• [Brief] Output nothing but the lines from the line with "For every instance of the white fence" through the end of the listing below, both ends included.

• [Data]
+===+

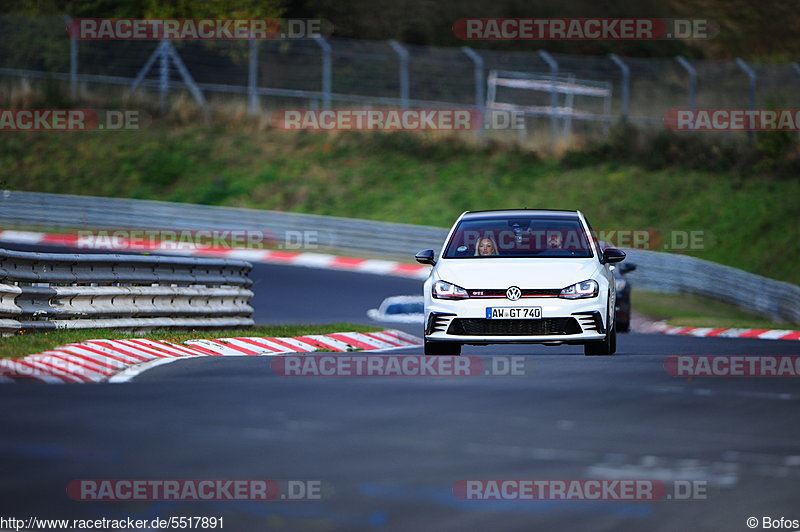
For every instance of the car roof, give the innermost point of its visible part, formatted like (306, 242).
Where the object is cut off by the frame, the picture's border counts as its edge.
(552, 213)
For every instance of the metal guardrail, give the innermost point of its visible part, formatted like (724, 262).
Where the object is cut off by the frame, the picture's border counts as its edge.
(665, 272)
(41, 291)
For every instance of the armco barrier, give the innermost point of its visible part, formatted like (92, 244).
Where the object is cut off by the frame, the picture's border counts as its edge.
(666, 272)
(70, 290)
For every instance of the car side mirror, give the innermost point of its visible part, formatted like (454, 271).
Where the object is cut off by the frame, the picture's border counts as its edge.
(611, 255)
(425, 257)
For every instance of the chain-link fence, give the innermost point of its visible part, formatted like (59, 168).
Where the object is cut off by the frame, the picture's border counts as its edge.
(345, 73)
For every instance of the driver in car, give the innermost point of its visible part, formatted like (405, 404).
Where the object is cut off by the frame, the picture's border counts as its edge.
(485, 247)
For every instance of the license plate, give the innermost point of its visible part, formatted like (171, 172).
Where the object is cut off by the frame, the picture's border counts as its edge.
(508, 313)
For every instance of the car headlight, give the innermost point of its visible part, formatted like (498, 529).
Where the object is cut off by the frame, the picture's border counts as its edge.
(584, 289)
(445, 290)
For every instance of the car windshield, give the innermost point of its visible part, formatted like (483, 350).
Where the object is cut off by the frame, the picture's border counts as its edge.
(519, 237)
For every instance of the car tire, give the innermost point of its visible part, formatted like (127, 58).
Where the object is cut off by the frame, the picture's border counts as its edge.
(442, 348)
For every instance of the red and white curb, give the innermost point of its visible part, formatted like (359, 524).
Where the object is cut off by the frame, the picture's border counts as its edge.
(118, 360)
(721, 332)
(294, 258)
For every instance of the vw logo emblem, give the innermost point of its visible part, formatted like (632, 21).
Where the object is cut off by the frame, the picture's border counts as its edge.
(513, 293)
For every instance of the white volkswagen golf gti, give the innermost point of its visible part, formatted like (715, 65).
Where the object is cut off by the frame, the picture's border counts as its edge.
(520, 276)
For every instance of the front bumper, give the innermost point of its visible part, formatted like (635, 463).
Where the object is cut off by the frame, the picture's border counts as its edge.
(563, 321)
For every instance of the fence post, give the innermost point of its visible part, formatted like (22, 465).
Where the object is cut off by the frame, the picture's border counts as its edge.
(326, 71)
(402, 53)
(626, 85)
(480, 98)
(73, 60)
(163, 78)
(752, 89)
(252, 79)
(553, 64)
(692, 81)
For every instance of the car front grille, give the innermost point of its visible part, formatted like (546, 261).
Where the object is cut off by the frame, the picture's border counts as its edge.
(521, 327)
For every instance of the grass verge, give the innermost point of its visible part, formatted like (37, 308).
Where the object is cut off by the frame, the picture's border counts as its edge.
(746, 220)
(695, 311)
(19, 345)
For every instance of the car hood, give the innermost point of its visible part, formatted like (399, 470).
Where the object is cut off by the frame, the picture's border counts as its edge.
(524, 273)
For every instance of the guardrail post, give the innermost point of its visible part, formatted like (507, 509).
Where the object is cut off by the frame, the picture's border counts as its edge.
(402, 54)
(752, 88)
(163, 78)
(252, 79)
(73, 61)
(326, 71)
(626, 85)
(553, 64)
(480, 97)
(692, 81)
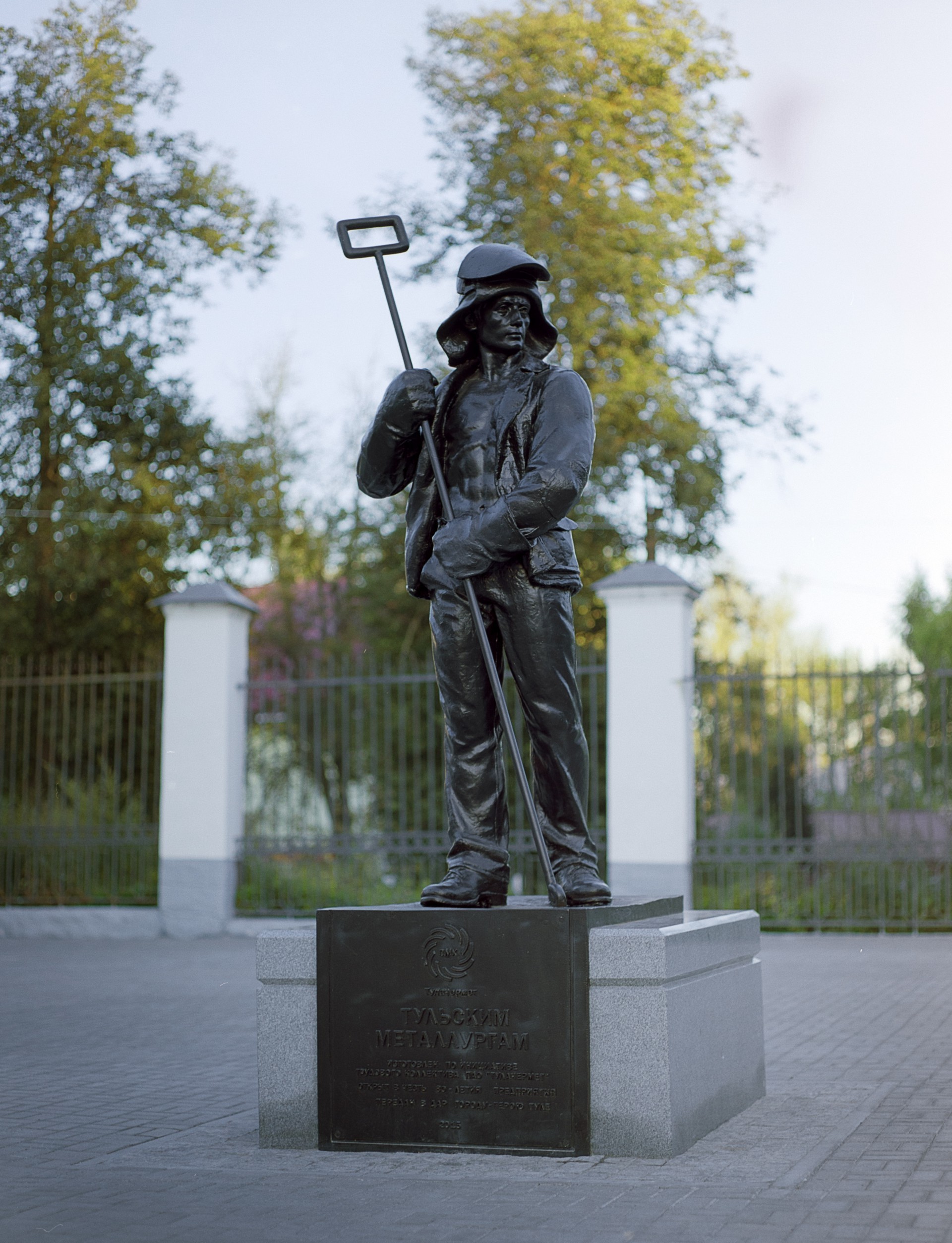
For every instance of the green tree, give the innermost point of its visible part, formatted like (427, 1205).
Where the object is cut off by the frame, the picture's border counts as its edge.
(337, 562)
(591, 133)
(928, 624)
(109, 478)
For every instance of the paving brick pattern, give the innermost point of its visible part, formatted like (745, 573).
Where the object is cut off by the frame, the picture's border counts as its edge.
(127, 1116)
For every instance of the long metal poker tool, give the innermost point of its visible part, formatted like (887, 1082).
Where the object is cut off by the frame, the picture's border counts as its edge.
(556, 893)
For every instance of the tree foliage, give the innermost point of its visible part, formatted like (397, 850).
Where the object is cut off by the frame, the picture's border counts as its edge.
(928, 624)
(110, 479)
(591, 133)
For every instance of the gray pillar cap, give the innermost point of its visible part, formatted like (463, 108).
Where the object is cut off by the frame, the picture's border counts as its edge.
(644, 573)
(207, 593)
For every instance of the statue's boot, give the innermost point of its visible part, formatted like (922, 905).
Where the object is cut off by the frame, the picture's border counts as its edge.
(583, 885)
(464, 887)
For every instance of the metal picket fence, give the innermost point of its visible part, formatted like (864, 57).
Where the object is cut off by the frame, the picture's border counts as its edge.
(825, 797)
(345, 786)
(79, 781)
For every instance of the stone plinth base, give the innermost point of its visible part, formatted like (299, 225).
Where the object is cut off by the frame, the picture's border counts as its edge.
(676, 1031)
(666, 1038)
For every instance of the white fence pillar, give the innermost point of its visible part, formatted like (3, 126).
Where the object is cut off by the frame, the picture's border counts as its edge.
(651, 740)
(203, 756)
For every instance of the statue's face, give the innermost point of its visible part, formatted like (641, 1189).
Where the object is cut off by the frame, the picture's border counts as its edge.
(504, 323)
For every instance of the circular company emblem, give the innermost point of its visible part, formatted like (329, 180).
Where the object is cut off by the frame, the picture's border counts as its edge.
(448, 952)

+===+

• [Result]
For every instance of the white fence pillar, give the innermost point of its visible part, formatted like (3, 126).
Where the object is cut off by the frame, the picture's border counts as its edge.
(651, 740)
(203, 756)
For every instance of the statue's face, give the innermost point of its visible part, formatted like (641, 1189).
Where the object is cut off by the frame, the picture's border counts as its edge.
(504, 323)
For every instance of the circular company emblem, give the innermost point of its visible part, formatted like (329, 180).
Where the object is cut off by the frame, the picture's border counts as its edge.
(448, 952)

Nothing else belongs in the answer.